> [PROBLEM TO WORK ON]:
Type out every line below exactly as it reads.

> [RECORDS FOR THIS EXERCISE]:
□ □ □

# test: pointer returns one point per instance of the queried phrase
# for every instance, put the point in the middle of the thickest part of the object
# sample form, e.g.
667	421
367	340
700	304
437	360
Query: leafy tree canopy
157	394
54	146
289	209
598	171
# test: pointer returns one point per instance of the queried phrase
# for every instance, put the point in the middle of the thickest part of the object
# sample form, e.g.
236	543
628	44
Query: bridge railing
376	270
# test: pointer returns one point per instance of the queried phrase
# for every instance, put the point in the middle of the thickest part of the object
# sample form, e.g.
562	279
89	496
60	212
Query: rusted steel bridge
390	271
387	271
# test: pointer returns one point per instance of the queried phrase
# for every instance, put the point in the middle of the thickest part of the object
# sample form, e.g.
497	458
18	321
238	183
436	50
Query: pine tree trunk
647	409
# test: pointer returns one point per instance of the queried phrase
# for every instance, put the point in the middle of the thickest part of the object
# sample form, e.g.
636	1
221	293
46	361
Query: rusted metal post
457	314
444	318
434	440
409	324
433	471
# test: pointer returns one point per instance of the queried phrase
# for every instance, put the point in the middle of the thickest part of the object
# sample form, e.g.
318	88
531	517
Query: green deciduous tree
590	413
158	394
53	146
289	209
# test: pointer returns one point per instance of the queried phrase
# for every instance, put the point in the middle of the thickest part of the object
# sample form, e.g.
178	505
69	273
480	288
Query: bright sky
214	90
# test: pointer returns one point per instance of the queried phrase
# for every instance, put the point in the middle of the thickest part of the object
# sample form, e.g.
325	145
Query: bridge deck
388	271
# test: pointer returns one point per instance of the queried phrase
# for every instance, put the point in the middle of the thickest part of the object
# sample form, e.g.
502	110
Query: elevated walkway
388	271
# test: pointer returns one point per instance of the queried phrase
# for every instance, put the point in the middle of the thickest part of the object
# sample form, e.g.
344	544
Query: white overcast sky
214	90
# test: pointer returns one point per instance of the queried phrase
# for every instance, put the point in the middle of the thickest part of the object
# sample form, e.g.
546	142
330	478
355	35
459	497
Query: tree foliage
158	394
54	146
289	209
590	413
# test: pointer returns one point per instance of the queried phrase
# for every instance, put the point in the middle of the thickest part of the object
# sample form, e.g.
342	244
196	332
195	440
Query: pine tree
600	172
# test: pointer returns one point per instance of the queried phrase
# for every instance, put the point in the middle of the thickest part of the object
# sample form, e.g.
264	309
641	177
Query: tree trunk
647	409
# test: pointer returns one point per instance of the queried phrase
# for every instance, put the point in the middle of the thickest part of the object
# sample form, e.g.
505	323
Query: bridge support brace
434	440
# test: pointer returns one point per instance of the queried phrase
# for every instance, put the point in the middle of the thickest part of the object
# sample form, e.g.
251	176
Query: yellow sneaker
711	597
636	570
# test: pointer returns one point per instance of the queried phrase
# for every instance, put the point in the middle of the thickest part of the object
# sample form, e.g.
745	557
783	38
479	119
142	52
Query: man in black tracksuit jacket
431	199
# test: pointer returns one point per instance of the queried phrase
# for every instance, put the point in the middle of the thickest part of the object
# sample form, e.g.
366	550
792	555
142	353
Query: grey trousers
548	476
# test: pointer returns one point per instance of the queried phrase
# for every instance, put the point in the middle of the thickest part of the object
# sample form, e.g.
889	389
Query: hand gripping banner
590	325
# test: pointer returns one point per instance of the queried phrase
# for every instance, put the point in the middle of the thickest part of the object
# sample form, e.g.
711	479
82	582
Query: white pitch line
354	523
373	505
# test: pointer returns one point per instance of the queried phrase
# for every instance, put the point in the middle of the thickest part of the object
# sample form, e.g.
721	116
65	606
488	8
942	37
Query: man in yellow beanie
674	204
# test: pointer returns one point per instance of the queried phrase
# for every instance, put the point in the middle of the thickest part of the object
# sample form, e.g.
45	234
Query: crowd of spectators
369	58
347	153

□ □ □

> [OUTPUT FOR THIS TASK]:
# test: pointer returns one point per instance of the queried phrase
# for every instance, put the point in the middle of the thickest part of the object
# sample form, e.g.
667	421
367	340
700	304
437	360
Query: leafy tree canopy
157	394
54	146
289	209
598	171
# test: pointer returns one point per instance of the queried phrase
# for every instance, put the point in the middle of the thickest part of the object
# sample form, e.g.
236	543
628	44
Query: bridge railing
376	270
# test: pointer returns one point per instance of the queried phrase
# for every instance, put the point in the middle of the thickest part of the object
# sample form, e.g.
562	279
89	496
60	212
Query: rusted steel bridge
390	271
387	271
# test: pointer returns one point per instance of the queried phrase
# for every instance, put the point in the middle of the thickest part of the object
# sample form, e.g.
497	458
18	321
238	183
436	50
Query: pine tree trunk
647	409
# test: pointer returns one point per instance of the queried phrase
# for every instance, put the point in the middle of the thickest part of the object
# sample form, e.g.
636	1
221	293
46	361
Query: rusted metal post
457	314
444	318
434	440
409	324
433	471
# test: pointer returns one point per instance of the queried phrase
# for every instance, put the point in the middle of the thickest part of the object
# sample form, e.g.
318	88
531	517
Query: green deciduous tree
590	413
158	394
53	146
289	209
# test: pointer returns one point per instance of the queried phrase
# for every instance, put the point in the middle of the thickest part of the object
# sample form, e.g.
178	505
69	273
480	288
Query: bright sky
214	90
# test: pointer returns one point per instance of the queried phrase
# for every instance, put the point in the middle of the thickest part of the object
# sample form, e.g.
325	145
Query: bridge deck
388	271
# test: pointer returns one point per instance of the queried phrase
# for every instance, put the point in the middle of the thickest part of the object
# sample form, e.g.
502	110
Query: elevated walkway
388	271
# test: pointer returns one point per instance of the queried phrase
# for every instance, put the point in the middle of the thickest part of the object
# sample form, e.g.
344	544
Query: white overcast sky
214	90
# test: pointer returns one point per instance of the queried phrase
# for every instance, put the point in the middle of the thickest part of the object
# sample form, e.g.
546	142
330	478
355	35
459	497
Query: tree foliage
158	394
54	146
289	209
590	413
# test: pointer returns one point per instance of the queried phrase
# for every instance, put the point in the middle of the thickest part of the object
# sample form, e.g.
342	244
196	332
195	440
Query: pine tree
600	172
# test: pointer returns one point per instance of the queried phrase
# for every instance, put the point in the middle of the thickest part of the object
# sample form, e.g.
264	309
641	177
Query: tree trunk
647	409
# test: pointer returns one point per instance of the queried phrase
# for every instance, put the point in the middle of the thickest part of the object
# sample form, e.g.
505	323
Query: bridge support brace
434	440
# test: pointer returns one point per instance of the queried phrase
# for every instance, put the point in the middle of the thickest part of the object
# sample form, e.g.
251	176
Query: yellow sneaker
711	597
636	570
# test: pointer returns one point per instance of the queried phrase
# for every instance, put the point in the middle of the thickest part of the object
# sample form, e.g.
745	557
783	38
479	119
142	52
Query: man in black tracksuit jacket
431	199
# test: pointer returns one point per instance of the queried phrase
# for every instance, put the point in the middle of the thickest part of the object
# sample form, e.g.
366	550
792	555
142	353
Query: grey trousers
548	476
# test: pointer returns one point per instance of the queried phrase
# for every instance, put the point in the middle of the thickest part of the object
# sample form, e.g.
889	389
Query: hand gripping banner
590	325
# test: pointer returns one point per instance of the queried phrase
# for every instance, put the point in the middle of the thickest part of the object
# sample form, e.g.
711	479
82	582
Query: white pitch line
354	523
373	505
# test: pointer returns one point per instance of the queried phrase
# for every instance, put the point in the middle of the thickest part of the object
# sample form, e.g.
721	116
65	606
488	8
942	37
Query: man in yellow beanie
674	204
# test: pointer returns one point per instance of the queried phrase
# for every instance, put the point in the middle of the thickest part of the object
# sample form, e.g.
45	234
Query: crowd of spectators
369	58
347	153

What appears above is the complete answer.